◆ **OBJECTIVE**
Your task is to retype each line of the data below exactly.

◆ **DATA ROWS**
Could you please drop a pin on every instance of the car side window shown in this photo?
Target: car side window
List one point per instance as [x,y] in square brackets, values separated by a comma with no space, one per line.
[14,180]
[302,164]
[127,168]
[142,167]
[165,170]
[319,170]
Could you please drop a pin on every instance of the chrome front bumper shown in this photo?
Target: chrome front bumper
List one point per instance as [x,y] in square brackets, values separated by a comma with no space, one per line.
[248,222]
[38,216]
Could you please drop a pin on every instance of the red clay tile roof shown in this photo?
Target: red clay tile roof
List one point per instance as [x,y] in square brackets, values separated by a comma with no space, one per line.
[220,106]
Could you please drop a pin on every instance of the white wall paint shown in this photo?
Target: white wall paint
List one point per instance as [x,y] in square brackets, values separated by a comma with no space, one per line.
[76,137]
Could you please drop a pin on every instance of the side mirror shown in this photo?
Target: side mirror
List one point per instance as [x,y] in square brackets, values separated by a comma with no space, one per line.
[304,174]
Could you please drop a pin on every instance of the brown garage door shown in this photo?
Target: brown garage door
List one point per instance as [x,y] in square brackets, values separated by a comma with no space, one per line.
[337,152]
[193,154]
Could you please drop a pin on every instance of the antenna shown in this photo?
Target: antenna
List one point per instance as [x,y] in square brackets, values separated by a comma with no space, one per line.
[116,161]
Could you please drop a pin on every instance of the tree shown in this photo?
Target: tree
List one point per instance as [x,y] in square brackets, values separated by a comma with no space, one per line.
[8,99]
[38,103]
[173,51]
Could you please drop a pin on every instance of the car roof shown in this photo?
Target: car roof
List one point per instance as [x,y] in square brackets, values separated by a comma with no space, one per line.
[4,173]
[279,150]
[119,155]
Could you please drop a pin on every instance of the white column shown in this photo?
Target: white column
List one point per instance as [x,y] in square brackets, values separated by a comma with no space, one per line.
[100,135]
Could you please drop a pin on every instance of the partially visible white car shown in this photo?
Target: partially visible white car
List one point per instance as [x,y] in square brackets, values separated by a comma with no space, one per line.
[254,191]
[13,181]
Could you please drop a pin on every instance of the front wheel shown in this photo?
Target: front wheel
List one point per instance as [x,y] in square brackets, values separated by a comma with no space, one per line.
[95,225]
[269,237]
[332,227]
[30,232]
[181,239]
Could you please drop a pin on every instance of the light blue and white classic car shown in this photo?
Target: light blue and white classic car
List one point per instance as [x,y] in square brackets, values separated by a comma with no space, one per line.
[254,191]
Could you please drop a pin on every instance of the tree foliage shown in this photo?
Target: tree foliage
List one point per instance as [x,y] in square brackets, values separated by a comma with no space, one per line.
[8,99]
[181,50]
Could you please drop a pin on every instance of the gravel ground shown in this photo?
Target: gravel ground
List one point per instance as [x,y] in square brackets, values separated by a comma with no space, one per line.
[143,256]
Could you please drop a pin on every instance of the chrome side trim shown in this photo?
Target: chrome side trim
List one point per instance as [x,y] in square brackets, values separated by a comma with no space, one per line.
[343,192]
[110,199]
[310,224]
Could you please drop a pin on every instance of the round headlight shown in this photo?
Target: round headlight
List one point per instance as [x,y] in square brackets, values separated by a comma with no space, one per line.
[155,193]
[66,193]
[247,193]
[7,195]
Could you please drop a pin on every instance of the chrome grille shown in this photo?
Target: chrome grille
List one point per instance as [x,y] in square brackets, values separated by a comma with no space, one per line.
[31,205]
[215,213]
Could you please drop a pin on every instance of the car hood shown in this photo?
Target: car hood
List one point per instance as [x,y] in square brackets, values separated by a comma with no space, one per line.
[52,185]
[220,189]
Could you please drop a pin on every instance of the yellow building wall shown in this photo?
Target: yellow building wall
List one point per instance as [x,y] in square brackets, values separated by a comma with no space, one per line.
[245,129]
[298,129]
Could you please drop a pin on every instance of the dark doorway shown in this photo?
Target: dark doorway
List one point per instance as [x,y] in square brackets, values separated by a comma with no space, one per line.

◆ **SOLVED EXERCISE**
Could you please drop a pin on every instance of the car side window shown in this photo?
Target: car side window
List one point per instance as [x,y] in square brackets, values separated by a comma with no space, one per line.
[14,180]
[302,164]
[127,168]
[142,167]
[165,170]
[319,170]
Could you please drop a pin on every instance of the chrome front bumper shown in this photo?
Target: chrome front bumper
List one point per instance as [x,y] in square brackets, values separated by a comma with no space, one per line.
[248,222]
[38,216]
Could you please drop a pin on every instance of the red clay tile roof shown in this photo?
Target: red clay tile roof
List one point per instance as [x,y] in square brackets, values separated by a comma with no space, one per line.
[220,106]
Could you please drop a pin on every instance of the white wall paint shown in this photo?
Target: white wall paint
List one point per instance as [x,y] in square brackets, values separated by a comma with no space, one per line.
[76,137]
Could you please drop a pin on every instance of the side mirror shown in this photo?
Target: side mirror
List one point per instance as [x,y] in square brackets, values separated by a comma with no space, one per line.
[304,174]
Could you please drop a pin on every instance of the brown garage door shown in this photo?
Target: brown garage door
List one point per instance as [x,y] in square brackets, values separated by a comma with no space, one per line.
[337,152]
[193,154]
Could you please drop a pin on every instance of the antenna shown in this photo?
Target: antenna
List one point per instance as [x,y] in square brackets, values separated by a comma with no space, one per line.
[116,161]
Could you please drop a pin on every instance of the tree shown in this photo?
Target: tree
List one point per instance as [x,y] in square brackets, values separated by a comma with no space, one per line.
[8,99]
[38,103]
[173,51]
Could you please drop a pin on every instance of the car roof shown in this photo?
Target: car roof
List one point per instance as [x,y] in square brackets, values separated by a comma with no space, one per line.
[4,173]
[279,150]
[119,155]
Could you please drop a pin on every instance of the white column shown in this photo?
Target: white column
List one point per instance as [x,y] in square brackets, values separated by a comma with no space, one per line.
[100,135]
Could you please drop a pin on every instance of the partially visible white car shown in this photo?
Target: partially visible white car
List one point per instance as [x,y] in square brackets, values separated by a comma with no space, one per line.
[254,191]
[13,181]
Could you please drop a pin on every instance of the front wheel shown in this photo?
Target: front wheel
List one point per instance as [x,y] in square brackets, values separated by a comma with no space, one per line.
[95,225]
[269,237]
[332,227]
[30,232]
[181,239]
Could you please drop a pin on every instance of the light blue and white classic car shown in this photo?
Target: light blue and white classic car
List one point per instance as [x,y] in square brackets, values separated by a comma with no space, one per line.
[254,191]
Could you please drop a pin on every instance of the tree foliage shown in this photo?
Target: tree foliage
List one point per instance as [x,y] in square brackets, values separated by a comma with no space, one per line.
[8,99]
[181,50]
Could you please drop a pin on every instance of the gravel ground shown in this photo?
Target: gravel ground
List one point per instance as [x,y] in square brackets, values separated by a comma with no space, one per line.
[143,256]
Could you please drop a pin on every instance of the chrome side trim shown in this photo?
Target: chrome side trim
List one point per instance as [x,y] in square brackets, values separated by a comma with no space, one per line.
[343,192]
[110,199]
[310,224]
Could you please drop a pin on every instance of the round headlight shown in this photo?
Target: round headlight
List one point per instance as [x,y] in square brackets, values separated by a comma with no space, one per line.
[155,193]
[66,193]
[247,193]
[7,195]
Could you please drop a pin on every instance of the chrome grille shown in this photo?
Target: chrome grille
List one point per instance as [x,y] in square brackets, values separated by a comma with no space, one per line.
[31,205]
[215,213]
Could you please drop a pin on every instance of the car hood shown in this photo?
Target: car hood
List one point per instance as [x,y] in square brackets, values separated by a comma with no space, one per line.
[52,185]
[220,189]
Could you please drop a pin on every instance of the yellow building wall shown in this photo?
Target: yellow building wall
List one point per instance as [x,y] in square brackets, values separated by a comma with no space, one per line.
[245,129]
[298,129]
Could you please drop a pin on every instance of the dark doorway shown in this photo?
Target: dark doorway
List one point per instance as [x,y] in square brackets, values separated by a comma with no space, one per line.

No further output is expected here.